### RECORDS SHOWN
━━━

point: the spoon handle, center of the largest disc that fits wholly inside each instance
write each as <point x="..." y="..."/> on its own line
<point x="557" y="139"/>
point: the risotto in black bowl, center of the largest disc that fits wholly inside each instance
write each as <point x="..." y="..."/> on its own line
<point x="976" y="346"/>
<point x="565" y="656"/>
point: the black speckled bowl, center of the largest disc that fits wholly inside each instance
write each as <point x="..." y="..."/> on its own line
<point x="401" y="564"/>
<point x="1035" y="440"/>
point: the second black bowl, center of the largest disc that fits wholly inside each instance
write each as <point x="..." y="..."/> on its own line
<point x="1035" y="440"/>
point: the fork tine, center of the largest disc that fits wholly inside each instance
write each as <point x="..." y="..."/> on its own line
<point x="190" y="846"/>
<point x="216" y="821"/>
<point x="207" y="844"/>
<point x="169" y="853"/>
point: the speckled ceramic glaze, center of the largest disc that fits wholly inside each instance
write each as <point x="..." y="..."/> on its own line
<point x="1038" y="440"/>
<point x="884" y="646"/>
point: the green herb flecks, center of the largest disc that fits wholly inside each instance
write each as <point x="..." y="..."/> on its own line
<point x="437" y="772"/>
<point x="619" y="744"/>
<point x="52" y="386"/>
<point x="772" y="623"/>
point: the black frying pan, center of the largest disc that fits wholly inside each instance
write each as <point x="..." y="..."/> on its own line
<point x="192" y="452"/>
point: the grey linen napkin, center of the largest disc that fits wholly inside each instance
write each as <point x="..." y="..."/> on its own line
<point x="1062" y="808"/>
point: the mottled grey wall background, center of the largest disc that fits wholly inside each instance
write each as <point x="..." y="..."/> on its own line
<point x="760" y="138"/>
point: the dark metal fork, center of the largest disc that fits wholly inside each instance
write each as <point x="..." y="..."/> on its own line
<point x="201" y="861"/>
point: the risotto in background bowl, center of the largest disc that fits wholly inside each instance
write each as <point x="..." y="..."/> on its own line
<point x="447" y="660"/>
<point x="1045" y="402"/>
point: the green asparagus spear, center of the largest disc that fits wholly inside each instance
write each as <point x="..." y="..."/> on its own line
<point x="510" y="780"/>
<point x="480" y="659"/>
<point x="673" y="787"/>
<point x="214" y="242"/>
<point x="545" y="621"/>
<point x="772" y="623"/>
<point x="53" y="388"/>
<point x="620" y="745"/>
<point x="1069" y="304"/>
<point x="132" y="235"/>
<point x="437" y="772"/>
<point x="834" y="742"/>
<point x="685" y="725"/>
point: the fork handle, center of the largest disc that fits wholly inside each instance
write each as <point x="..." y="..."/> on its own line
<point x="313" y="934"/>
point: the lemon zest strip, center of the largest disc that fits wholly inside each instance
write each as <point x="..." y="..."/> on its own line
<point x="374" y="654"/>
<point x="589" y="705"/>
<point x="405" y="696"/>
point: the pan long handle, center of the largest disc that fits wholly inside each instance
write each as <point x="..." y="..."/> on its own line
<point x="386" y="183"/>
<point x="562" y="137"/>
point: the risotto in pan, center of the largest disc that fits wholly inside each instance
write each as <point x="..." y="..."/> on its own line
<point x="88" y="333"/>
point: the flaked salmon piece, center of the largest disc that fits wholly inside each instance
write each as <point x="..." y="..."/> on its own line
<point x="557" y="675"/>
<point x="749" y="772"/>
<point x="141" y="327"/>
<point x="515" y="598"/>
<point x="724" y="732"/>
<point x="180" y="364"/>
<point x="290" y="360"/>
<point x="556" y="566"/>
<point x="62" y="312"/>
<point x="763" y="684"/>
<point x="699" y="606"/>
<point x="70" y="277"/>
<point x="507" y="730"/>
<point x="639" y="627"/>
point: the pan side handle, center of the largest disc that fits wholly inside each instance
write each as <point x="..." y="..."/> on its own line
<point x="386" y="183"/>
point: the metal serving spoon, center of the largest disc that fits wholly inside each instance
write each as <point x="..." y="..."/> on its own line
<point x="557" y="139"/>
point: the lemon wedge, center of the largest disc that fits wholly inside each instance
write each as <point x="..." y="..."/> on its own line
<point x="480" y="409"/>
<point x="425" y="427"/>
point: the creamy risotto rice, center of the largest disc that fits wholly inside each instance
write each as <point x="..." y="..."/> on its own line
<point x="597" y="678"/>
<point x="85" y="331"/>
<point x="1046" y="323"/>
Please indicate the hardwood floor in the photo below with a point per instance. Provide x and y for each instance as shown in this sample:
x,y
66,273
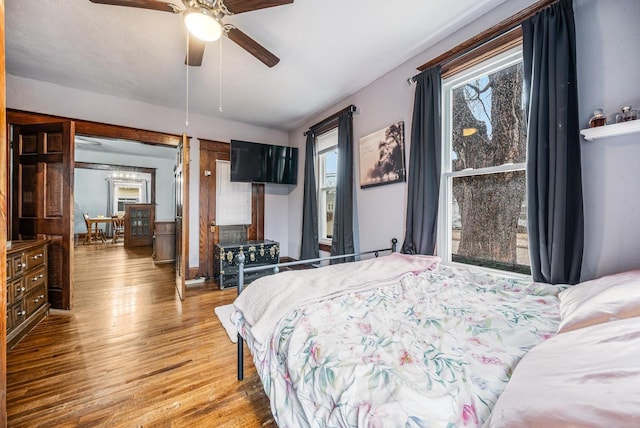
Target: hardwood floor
x,y
130,354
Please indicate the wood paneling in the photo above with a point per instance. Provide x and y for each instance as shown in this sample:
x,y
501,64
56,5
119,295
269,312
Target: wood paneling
x,y
4,214
43,198
132,354
210,151
85,127
487,35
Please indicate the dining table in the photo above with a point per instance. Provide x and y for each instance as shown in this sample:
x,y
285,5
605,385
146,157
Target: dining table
x,y
93,227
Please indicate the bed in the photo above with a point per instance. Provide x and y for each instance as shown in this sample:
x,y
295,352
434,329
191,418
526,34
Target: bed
x,y
405,340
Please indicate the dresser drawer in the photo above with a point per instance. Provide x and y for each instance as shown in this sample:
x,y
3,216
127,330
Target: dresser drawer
x,y
19,312
18,289
17,265
35,299
35,278
34,258
9,319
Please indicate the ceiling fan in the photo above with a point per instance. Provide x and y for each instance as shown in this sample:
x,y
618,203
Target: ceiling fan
x,y
203,19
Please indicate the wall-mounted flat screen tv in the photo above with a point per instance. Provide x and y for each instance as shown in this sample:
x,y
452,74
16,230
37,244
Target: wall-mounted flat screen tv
x,y
263,163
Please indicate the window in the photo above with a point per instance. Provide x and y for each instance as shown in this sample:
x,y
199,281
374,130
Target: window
x,y
482,215
327,149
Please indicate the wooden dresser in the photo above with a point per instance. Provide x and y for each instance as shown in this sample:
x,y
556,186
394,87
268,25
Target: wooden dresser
x,y
26,288
164,242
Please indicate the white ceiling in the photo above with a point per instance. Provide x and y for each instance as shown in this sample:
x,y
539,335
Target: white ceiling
x,y
328,50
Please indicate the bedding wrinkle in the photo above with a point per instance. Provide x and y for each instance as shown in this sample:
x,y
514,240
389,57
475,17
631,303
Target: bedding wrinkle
x,y
267,299
434,349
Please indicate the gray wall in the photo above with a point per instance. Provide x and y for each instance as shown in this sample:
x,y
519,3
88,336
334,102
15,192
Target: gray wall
x,y
608,43
608,63
90,196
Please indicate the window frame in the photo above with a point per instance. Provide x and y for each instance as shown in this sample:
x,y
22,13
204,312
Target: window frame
x,y
444,239
323,240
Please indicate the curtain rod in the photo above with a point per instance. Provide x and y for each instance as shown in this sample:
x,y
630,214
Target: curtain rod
x,y
334,116
484,37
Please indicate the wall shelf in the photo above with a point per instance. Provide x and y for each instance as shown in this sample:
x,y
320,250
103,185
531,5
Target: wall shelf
x,y
613,130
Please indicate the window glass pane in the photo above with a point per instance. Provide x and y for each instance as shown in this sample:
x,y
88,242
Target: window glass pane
x,y
330,173
488,127
330,203
489,223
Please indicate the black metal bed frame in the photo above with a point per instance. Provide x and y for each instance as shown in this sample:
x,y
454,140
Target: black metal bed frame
x,y
276,268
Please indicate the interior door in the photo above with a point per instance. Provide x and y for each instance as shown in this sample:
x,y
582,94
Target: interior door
x,y
182,214
42,198
210,152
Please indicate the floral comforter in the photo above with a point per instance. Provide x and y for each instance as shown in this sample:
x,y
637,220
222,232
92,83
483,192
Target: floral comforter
x,y
435,348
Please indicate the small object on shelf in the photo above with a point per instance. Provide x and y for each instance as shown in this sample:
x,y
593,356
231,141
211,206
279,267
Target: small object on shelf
x,y
626,113
614,130
598,119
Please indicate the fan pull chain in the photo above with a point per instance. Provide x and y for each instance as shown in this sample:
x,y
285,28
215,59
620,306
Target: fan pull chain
x,y
220,80
186,119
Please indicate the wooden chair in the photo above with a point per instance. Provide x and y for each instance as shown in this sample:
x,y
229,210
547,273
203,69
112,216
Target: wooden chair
x,y
117,222
93,234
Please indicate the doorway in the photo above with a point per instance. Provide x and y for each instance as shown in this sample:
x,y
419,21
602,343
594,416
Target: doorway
x,y
86,129
210,152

━━━

Keep only the lines from the one containing "Please indicate the curtain" to the end of the entries, and repeat them exactly.

Please indicate the curtain rod in the photo above with a point per instance. Provide x and y for each instance as shown in this sample:
x,y
630,214
Target: curtain rod
x,y
334,116
484,37
Please indicate the wall shelf in the photo above with a point per instance. Provide x and y for each instance as shown in this sample:
x,y
320,250
103,185
531,5
Target: wall shelf
x,y
613,130
Please indicate the window glass pane in the photo above with a point per instance. Provide x and y for each instance as shown in this sample:
x,y
88,242
Target: window glass pane
x,y
330,173
488,127
330,203
489,223
Please indicate the black metal bed frame in the photo above with a point per instance. Provide x and y for each instance as shown in this sample:
x,y
454,140
Target: black metal bed frame
x,y
276,268
Please indicate the interior door in the photo above with a point per instance. Provide x and y for each instance as shown in this sample:
x,y
582,94
Target: interior door
x,y
182,214
42,198
210,152
Please indicate the floral comforter in the photo above with a point per instance. Provide x and y for each instance as shown in this sample:
x,y
637,220
222,232
92,83
483,192
Target: floral comforter
x,y
435,348
Please indicate the small object on shelf in the photo above with a point per instance. Provide x and y for each instance as shown in this sample:
x,y
593,356
231,141
211,206
279,267
Target: small object on shelf
x,y
626,113
614,130
598,119
Please indicate the fan pull chain in the photo above with a point per instance. Provide x and y for each instance as shown in this sample:
x,y
285,28
215,59
620,306
Target: fan pull chain
x,y
220,80
186,119
Please indicate the wooden chair in the photo above with a point per instance. Provide x and y for each instance as shown in this sample:
x,y
229,210
547,273
203,69
112,216
Target: wooden chair
x,y
117,222
93,234
Please indicate the doorway in the photo above with a point per instance. Provide x and y for each instance as shown in this sample:
x,y
419,21
602,343
594,416
Target: doorway
x,y
86,129
210,152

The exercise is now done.